··· Data in this exercise

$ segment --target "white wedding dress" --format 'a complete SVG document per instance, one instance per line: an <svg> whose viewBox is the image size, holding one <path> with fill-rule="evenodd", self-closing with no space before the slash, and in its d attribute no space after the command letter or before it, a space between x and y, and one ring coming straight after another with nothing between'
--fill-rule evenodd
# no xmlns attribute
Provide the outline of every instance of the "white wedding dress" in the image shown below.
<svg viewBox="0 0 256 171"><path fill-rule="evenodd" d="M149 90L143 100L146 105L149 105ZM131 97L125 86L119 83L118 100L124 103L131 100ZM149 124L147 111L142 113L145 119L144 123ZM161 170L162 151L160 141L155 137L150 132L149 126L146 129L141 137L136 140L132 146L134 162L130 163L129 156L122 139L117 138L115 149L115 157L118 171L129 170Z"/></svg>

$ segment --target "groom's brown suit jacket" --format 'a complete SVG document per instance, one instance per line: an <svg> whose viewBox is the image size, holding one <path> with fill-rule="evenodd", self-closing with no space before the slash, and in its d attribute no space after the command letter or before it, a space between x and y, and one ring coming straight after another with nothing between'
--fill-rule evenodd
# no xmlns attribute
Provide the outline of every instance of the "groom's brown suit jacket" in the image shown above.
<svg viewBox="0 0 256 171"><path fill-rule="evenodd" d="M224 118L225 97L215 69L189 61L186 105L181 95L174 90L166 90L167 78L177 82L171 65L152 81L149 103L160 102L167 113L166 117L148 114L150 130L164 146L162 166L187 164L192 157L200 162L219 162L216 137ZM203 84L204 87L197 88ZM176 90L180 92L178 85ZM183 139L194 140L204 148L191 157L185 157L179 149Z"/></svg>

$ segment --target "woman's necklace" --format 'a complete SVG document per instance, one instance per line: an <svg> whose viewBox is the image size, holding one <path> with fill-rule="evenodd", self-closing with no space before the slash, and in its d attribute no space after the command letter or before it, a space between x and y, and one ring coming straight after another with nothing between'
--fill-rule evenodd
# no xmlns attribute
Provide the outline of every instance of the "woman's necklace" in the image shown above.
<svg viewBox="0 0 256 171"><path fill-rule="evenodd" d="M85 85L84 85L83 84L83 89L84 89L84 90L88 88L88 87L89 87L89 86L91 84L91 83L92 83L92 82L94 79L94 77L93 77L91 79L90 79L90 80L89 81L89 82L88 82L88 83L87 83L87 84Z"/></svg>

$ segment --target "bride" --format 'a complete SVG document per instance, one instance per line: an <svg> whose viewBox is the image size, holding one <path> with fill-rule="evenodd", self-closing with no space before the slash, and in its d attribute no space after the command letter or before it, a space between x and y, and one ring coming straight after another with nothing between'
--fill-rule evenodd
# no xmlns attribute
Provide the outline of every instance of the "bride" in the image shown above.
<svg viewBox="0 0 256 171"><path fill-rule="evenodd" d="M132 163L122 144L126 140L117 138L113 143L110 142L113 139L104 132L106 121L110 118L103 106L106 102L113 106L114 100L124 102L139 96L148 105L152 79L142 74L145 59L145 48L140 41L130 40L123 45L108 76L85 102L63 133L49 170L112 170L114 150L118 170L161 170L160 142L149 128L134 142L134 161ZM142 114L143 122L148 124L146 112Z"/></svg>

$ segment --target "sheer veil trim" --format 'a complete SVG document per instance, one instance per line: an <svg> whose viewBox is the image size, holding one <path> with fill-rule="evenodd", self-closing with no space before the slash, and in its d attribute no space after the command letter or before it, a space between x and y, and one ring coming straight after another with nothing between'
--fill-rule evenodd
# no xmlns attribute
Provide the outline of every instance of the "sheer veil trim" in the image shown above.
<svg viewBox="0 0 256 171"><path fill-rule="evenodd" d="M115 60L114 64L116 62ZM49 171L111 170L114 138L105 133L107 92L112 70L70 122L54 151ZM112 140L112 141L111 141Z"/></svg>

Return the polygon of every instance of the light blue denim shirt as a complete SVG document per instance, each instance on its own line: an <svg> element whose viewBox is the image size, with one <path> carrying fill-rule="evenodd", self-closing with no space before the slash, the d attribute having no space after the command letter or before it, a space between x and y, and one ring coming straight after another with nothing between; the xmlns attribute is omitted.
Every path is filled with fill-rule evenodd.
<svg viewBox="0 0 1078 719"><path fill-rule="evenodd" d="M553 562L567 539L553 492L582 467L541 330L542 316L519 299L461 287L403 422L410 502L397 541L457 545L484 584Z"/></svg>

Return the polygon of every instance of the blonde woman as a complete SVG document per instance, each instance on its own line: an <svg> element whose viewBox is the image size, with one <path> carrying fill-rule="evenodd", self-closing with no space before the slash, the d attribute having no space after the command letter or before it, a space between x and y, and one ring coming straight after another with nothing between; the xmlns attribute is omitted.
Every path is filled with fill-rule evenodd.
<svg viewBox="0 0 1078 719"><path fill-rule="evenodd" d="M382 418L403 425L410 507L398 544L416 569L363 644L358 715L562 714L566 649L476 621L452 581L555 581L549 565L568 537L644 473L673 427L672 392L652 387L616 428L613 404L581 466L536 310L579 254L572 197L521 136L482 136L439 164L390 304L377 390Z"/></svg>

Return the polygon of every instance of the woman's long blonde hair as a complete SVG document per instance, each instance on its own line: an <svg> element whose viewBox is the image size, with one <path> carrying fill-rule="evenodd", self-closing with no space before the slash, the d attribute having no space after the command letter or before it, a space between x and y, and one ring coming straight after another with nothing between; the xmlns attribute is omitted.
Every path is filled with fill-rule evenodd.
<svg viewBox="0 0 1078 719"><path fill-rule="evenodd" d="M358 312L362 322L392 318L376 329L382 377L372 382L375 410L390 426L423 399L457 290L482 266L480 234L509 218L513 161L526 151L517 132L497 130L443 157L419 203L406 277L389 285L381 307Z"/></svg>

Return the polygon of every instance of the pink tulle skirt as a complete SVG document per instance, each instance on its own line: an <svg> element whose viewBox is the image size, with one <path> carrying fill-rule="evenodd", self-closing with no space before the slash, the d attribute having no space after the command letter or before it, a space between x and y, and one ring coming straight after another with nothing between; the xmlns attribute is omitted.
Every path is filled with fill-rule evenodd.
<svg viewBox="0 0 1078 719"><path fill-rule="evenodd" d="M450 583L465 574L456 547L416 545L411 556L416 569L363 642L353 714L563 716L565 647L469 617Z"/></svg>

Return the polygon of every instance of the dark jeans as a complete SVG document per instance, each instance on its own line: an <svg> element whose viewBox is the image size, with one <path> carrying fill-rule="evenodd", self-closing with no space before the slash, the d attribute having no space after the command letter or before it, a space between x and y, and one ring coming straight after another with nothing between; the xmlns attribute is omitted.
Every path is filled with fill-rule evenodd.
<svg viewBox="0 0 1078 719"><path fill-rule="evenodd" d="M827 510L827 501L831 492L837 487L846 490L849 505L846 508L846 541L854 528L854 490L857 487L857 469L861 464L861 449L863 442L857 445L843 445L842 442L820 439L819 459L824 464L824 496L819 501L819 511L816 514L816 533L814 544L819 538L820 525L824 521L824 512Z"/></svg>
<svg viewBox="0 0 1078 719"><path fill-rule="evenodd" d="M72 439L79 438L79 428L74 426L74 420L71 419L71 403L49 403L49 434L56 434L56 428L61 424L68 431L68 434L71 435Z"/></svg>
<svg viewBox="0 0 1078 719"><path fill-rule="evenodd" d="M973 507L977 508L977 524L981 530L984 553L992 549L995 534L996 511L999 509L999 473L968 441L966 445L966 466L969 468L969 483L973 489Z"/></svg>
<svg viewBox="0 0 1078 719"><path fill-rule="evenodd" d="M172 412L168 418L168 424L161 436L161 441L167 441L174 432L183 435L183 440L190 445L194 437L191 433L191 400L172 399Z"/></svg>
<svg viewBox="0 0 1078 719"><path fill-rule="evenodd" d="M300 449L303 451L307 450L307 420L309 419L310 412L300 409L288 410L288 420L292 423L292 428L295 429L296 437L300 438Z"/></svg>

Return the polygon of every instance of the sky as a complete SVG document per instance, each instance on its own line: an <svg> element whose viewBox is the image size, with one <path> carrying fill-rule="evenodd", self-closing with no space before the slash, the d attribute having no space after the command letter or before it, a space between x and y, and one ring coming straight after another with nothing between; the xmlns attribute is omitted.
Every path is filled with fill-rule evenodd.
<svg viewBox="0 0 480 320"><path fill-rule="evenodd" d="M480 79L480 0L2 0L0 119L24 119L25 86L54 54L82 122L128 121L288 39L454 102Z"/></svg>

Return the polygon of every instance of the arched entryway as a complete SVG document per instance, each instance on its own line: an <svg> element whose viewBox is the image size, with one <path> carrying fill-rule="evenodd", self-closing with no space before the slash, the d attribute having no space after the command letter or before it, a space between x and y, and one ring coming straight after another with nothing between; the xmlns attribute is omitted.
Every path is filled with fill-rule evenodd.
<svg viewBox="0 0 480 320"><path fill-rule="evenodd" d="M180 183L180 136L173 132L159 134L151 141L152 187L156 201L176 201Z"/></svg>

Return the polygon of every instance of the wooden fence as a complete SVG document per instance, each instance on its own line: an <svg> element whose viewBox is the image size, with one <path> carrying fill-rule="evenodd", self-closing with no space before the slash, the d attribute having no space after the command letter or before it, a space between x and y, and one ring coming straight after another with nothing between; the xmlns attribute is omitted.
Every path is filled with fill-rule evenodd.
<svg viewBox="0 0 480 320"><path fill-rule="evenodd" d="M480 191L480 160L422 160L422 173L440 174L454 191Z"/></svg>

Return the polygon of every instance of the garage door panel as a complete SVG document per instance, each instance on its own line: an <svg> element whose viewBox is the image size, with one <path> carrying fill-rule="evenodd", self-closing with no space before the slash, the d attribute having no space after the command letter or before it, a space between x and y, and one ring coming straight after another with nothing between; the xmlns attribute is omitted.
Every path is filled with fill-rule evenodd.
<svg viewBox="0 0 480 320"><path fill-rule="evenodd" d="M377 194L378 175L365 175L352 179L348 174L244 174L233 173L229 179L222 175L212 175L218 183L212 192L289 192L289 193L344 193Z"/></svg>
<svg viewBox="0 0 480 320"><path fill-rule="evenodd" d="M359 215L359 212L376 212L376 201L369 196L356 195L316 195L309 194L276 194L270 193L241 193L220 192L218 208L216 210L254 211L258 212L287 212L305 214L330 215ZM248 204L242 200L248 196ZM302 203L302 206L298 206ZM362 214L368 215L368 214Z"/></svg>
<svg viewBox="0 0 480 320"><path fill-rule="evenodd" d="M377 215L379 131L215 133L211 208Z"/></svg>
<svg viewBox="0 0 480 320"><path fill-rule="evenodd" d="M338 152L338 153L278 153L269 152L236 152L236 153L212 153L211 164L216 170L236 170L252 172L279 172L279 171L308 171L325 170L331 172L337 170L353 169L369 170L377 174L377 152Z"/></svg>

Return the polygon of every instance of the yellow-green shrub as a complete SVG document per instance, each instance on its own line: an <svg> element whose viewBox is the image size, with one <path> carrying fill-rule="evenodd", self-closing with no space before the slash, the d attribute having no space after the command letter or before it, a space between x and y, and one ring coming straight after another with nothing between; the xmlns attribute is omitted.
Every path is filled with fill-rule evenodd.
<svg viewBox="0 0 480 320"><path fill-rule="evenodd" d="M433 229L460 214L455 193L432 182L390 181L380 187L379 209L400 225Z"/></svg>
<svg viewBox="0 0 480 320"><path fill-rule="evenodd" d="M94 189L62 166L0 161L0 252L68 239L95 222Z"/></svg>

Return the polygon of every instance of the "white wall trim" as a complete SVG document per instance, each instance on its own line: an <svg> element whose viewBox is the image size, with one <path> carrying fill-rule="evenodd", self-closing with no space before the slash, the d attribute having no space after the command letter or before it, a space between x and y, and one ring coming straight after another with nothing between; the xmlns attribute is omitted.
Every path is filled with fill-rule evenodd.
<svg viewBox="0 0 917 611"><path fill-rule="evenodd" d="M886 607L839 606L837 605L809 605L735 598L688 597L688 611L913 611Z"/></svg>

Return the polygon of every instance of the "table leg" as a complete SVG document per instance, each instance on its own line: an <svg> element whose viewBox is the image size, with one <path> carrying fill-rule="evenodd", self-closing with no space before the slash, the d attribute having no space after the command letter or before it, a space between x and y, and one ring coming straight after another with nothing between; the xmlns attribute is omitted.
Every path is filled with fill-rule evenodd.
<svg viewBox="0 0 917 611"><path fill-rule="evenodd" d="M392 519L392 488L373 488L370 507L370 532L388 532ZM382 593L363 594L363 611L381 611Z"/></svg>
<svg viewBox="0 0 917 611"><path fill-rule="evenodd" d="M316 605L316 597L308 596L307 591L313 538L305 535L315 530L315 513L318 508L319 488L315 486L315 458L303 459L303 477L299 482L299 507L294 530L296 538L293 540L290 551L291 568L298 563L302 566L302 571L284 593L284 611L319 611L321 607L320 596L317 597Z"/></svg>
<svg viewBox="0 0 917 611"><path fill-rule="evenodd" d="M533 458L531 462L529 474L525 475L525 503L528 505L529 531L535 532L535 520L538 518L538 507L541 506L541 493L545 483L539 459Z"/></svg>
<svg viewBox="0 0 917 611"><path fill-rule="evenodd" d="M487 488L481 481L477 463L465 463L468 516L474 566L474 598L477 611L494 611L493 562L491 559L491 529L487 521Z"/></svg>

······

What is required → Retype without any change the lines in the material above running from the line containing "Return the polygon of every instance of the garage" through the line containing "215L359 212L376 212L376", both included.

Solution →
Return the polygon of every instance of the garage door panel as a complete SVG document per instance, each instance on its own line: an <svg> element whose viewBox is the image size, with one <path> carrying fill-rule="evenodd", self-closing with no space before the slash, the d attribute having no space after the command letter or before it, a space between x and y, and one ring coming straight after another with nothing between; the xmlns attribute is omitted.
Every path is filled with fill-rule evenodd.
<svg viewBox="0 0 480 320"><path fill-rule="evenodd" d="M377 194L378 175L365 175L352 179L348 174L244 174L233 173L229 179L222 175L212 175L218 183L212 192L289 192L289 193L344 193Z"/></svg>
<svg viewBox="0 0 480 320"><path fill-rule="evenodd" d="M359 215L359 212L376 212L376 201L369 196L356 195L316 195L309 194L276 194L270 193L241 193L220 192L218 208L216 210L254 211L258 212L287 212L305 214L330 215ZM248 204L242 200L248 196ZM302 203L302 206L298 206ZM362 214L368 215L368 214Z"/></svg>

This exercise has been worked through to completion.